[Stored data entries]

=== Begin Enclosure ===

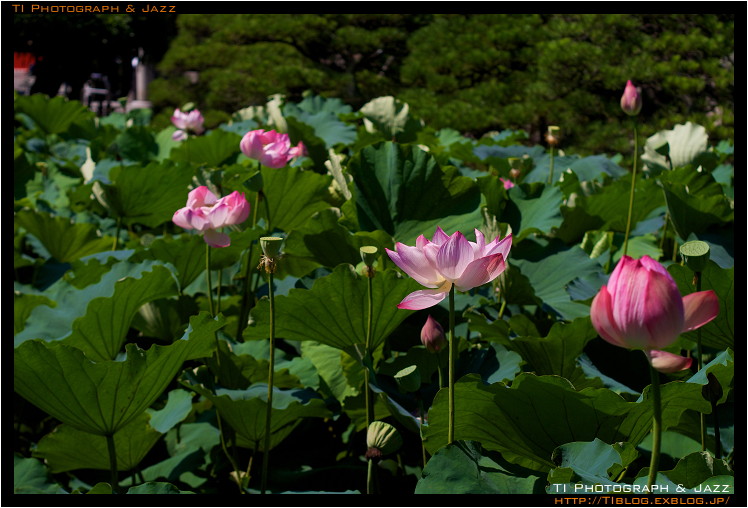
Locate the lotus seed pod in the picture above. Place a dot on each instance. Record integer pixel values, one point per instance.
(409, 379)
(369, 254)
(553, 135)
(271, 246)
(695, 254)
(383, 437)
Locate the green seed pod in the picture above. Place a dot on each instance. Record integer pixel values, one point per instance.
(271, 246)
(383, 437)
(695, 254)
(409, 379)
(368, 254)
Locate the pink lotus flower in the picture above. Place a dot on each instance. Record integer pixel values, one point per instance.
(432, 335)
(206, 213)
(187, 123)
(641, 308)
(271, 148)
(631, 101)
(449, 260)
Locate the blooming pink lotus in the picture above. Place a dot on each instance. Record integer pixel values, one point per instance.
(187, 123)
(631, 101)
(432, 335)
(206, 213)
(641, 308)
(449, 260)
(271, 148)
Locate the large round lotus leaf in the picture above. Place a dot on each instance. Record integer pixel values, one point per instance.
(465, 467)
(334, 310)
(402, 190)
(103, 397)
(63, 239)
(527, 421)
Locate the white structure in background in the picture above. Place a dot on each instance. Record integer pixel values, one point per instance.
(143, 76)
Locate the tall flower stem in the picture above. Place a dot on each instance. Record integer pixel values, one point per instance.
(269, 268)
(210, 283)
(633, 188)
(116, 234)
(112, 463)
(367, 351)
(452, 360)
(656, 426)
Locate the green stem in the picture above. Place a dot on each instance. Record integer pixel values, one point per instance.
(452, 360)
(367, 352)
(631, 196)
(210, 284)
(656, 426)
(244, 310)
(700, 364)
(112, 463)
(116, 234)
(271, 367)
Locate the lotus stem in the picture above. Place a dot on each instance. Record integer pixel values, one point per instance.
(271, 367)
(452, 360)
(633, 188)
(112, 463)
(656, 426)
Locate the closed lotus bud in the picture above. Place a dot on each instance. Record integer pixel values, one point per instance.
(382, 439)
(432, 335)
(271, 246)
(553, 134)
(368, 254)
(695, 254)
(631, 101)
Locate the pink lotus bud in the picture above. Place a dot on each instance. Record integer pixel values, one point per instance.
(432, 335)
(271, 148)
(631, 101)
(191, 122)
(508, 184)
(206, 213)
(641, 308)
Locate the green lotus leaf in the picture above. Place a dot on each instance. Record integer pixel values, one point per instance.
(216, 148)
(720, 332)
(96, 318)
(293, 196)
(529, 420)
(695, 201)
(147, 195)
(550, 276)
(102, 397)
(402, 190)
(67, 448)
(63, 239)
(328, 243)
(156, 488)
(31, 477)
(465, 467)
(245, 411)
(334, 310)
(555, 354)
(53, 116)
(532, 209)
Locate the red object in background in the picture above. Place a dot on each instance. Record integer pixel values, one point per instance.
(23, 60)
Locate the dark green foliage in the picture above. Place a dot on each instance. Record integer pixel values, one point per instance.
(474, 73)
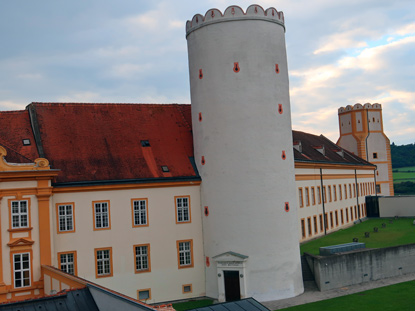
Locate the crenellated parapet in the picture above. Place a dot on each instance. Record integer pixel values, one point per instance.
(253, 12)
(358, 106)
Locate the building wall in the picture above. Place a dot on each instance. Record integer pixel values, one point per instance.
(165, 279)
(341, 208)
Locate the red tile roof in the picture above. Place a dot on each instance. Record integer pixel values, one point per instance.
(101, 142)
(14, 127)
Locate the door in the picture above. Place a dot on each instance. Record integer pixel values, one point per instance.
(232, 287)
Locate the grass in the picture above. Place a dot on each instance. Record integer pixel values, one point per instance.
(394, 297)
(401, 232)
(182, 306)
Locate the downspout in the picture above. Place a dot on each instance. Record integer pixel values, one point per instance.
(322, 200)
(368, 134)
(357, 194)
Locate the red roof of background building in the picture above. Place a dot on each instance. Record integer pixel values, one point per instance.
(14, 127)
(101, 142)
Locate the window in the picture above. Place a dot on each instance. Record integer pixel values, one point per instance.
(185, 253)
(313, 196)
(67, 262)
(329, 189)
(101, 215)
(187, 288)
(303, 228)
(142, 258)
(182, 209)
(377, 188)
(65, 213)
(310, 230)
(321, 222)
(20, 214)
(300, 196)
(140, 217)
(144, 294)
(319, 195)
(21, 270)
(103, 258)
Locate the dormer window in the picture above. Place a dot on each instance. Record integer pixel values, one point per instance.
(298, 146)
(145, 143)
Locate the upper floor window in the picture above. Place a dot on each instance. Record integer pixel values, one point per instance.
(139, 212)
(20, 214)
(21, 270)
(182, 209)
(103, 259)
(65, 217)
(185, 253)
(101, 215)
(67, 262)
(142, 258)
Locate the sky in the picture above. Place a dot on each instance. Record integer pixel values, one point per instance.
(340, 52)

=== End Enclosure ===

(TASK INSTRUCTIONS): Reproduce the data above in full, exactly as it is, with the pictures left out.

(REPLY):
Locate the lotus seed pod in the picture above. Place a dot on each instance. Record integer pixel values, one point per instance.
(409, 379)
(369, 254)
(553, 135)
(271, 246)
(695, 254)
(383, 437)
Locate the green seed pod in the picture above. Place a dot on each instance. Record integer pixel values, one point per instance.
(271, 246)
(383, 437)
(695, 254)
(409, 379)
(368, 254)
Locate the pink lotus flower in the picture above. Place a dot on each instance. Record integer pixel values, one point per instance.
(432, 335)
(206, 213)
(187, 123)
(641, 308)
(271, 148)
(631, 101)
(449, 260)
Locate the blooming pink lotus in the picture above. Place a dot on each instance. Record integer pixel values, one point per instance.
(187, 123)
(631, 101)
(432, 335)
(206, 213)
(641, 308)
(449, 260)
(271, 148)
Locate the large round lotus leaf in the picture above. Place a dot on each instance. Record integer pixel values, one point per instance.
(465, 467)
(334, 310)
(402, 190)
(103, 397)
(63, 239)
(527, 421)
Locate the white structure in background in the picture above. Place a dot on each instance. Record integer pixel values, one point per instance.
(143, 76)
Locate the tall flower stem in the picture above. Place a dot on each instance. Record integer pixel values, one point per instance.
(269, 268)
(210, 283)
(633, 188)
(116, 234)
(112, 463)
(367, 351)
(452, 360)
(656, 426)
Locate the green stem in the picture above. Place a dot on each instance. Record integer pixel values, one point per instance.
(452, 360)
(367, 352)
(631, 196)
(210, 284)
(656, 426)
(244, 310)
(700, 364)
(112, 463)
(116, 234)
(271, 367)
Locate the lotus stem in the picture above. Place a dot on each instance. Record integer pixel values, one point per instance.
(271, 367)
(452, 360)
(633, 188)
(112, 463)
(656, 426)
Locate the closed lotus bud in the picture above. Place a dot on each instance. Record integer pixel values, one point per instance.
(382, 439)
(432, 335)
(271, 246)
(553, 134)
(368, 254)
(695, 254)
(631, 101)
Locate the pink lotus bud in the picture above. Place a dot on each instance. Record integer pixel values, one point per instance.
(432, 335)
(271, 148)
(631, 101)
(191, 122)
(508, 184)
(206, 213)
(641, 308)
Locate the green lotus leaf in the picture above. Place a dot on each instance. Record integer pixel values, one point per instance.
(216, 148)
(720, 332)
(96, 318)
(293, 196)
(529, 420)
(695, 201)
(147, 195)
(550, 276)
(102, 397)
(402, 190)
(67, 448)
(63, 239)
(328, 243)
(156, 488)
(31, 477)
(465, 467)
(245, 411)
(334, 310)
(555, 354)
(53, 116)
(532, 209)
Locate the red object in background in the picture above. Place a dot on each instance. Record integer pixel values, one point per instance.
(23, 60)
Locate the dark green foliage in the picture above. Place a dot on each instance. Record integer pixel values, one point per instance.
(474, 73)
Locate the crenellated parapet in the picture above. Place a dot on each instance. Record integer pixel values, one point per instance.
(253, 12)
(358, 106)
Locate the building wall in the picture above. Place a dot on each instance. Record integer pixel values, one point per instance.
(165, 279)
(341, 208)
Locate the red tile roof in the picture above. Place a dot on each instance. Record integer pixel values, one point per instance.
(101, 142)
(14, 127)
Locate the door in the picture above. Place a dot on each instance. Record integer pixel values, one point per instance.
(232, 287)
Locate the grass in the picture above. Place a dot on each instance. Record integer pixel values, one point per instance.
(394, 297)
(401, 232)
(182, 306)
Locate the downspout in the picture above. Place a dot on each instance. Record integer pixel values, one point per instance.
(322, 200)
(368, 134)
(357, 194)
Locate the red roof of background building in the picture above. Place a dot on each instance. Record integer pixel values, one point per instance.
(14, 127)
(101, 142)
Locate the window in the picture above. Place a dot on each instance. Record integer pixel values, one point per instance.
(185, 253)
(313, 196)
(67, 262)
(329, 189)
(101, 215)
(187, 288)
(303, 228)
(142, 258)
(182, 209)
(377, 188)
(65, 213)
(310, 230)
(321, 222)
(20, 214)
(300, 196)
(140, 217)
(144, 294)
(319, 195)
(21, 270)
(103, 258)
Locate the dormer window in the picture above. Place a dot on each instance. Record integer pixel values, one point per instance.
(298, 146)
(145, 143)
Locate the upper floor window in the picture above. Place a dot on each instance. Record integer pixel values, one point per instance.
(139, 212)
(20, 214)
(21, 270)
(182, 209)
(103, 259)
(65, 217)
(185, 253)
(101, 215)
(67, 262)
(142, 258)
Locate the sky in the picture above. Place a dot on each instance. Record integer pixel values, one point per instance.
(340, 52)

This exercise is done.